=== SOURCE DOCUMENT ===
***
21st Century Health Care?

Interesting use cases abound for Master Data Management, but few hit as close to home as Medical Health Records. Though known colloquially as Personal Health Records (PHR), Electronic Health Records (EHR) or even as Employee Health Records (also EHR)… there is a substantial need across the care triumvirate (Patient-Provider-Payer) to begin to align content across purposes in a non-leaky way. A very interesting company – MedCommons – has been pushing for a Continuity of Care Record (CCR) designed to help pull digital content “critical to the continuity of care” so that a patient can be transferred across providers with high fidelity. To my “digital” dismay, it seems that the majority of records are hand carried. Just ask an armed forces person about their medical jacket that they hand carry from point-to-point across their care continuum. How absurd is it that online services like Spokio can assemble your online footprint, but no one seems ablidged to offer similar aggregation for the treatment of disease, proactive management of health.

I mean, how stupid that we cannot agree on a non-depricating set of formats and exchanges for the appropriate sharing of health records across participants. Sure there are those worried that pre-existing conditions will impact their ability to receive insurance, or that a PCP may learn of a pre-existing STD that might through loose lips sink a marriage, but these are meerly obstacles in need of the proper application of policy driven “opt-in” authorizations.

At the end of the day, if everything is auditable, my decision to withhold information becomes MY decision, and I’ll need to take responsibility for it. Similarly, a providers/payors access also brings a certain set of responsibilities. In the “trust, but verify” culture to which we are a part, it seems that loose federations, policy management/enforcement/ as well non-repudiable audits and intentional design bear the right set of controls to build these systems.

It is astonishing that providers order additional, oft-repeated tests, for self-protection against malpractice. That providers sit idly by not giving patients the ability to archive and share their disease/treatment portfolios, in a way that might offset large segments of the cost…. if my specialist had a copy of the tests run by my PCP would they ask for a new assay? would it be enough that we could know/record that they viewed the prior results and therefore be absolved of negligence?
***
=== DATA FOR REVIEW ===
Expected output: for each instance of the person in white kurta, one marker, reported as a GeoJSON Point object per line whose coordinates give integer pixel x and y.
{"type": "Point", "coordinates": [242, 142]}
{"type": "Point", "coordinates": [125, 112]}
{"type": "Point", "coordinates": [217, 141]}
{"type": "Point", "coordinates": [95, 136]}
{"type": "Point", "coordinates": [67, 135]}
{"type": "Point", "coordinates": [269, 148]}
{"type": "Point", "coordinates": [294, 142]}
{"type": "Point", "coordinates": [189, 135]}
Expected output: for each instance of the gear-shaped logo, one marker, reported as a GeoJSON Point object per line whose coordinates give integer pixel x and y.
***
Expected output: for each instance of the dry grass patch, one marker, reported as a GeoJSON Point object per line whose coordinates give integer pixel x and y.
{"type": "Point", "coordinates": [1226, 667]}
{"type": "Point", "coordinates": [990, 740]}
***
=== WHAT YOU NEED TO DO ===
Write the next part of the piece on sharing medical health records, starting after its last paragraph.

=== ANSWER TO THIS PROBLEM ===
I’m sure that I’m oversimplifying, but when does the 80:20 rule take effect, can we save 80% by managing the specific treatment of the 20? I’m not talking about taking unfound risks, but merely about exercising better judgement. With patients surfing the internet, we have to think that an educated “consumer” is a “good” consumer, why not support the broad – population wide – “best treatment” capabilities afforded by statistically significant population… by anonymizing our PHR’s, enabling them to be mined, determining which diagnostics were deterministic (and which wastefull) , which treatments produced the best outcomes and what the options are.

Here we are with 21st century IT in retail lending and personalized advertising. But we, health consumers, seem to be counting on the limited experience of our physicians as the only director of our own mortality, when let’s face it, the analytic resources and data does exist. Why don’t insurance style actuarial analysis make it into our own wellness management portfolios, helping us consumers lead more healthy lives – enabling the “smart consumer” the choice that they desire…. not choice assembled by the griping few, or the chance of a caring soul who shares a disease and blogs their experience, but rather on an industry that takes the initiative to make a broad push to improve the 80%, and who knows this probably applies to the trailing 20% as well.

Spoken by a dad, whose spouse has spent countless nights researching diseases based upon observed symptoms, leading her to substantial enlightenment. This knowledge, in turn has, more than once, provided her with information that our family’s PCP didn’t have the time to accumulate through either experience or training.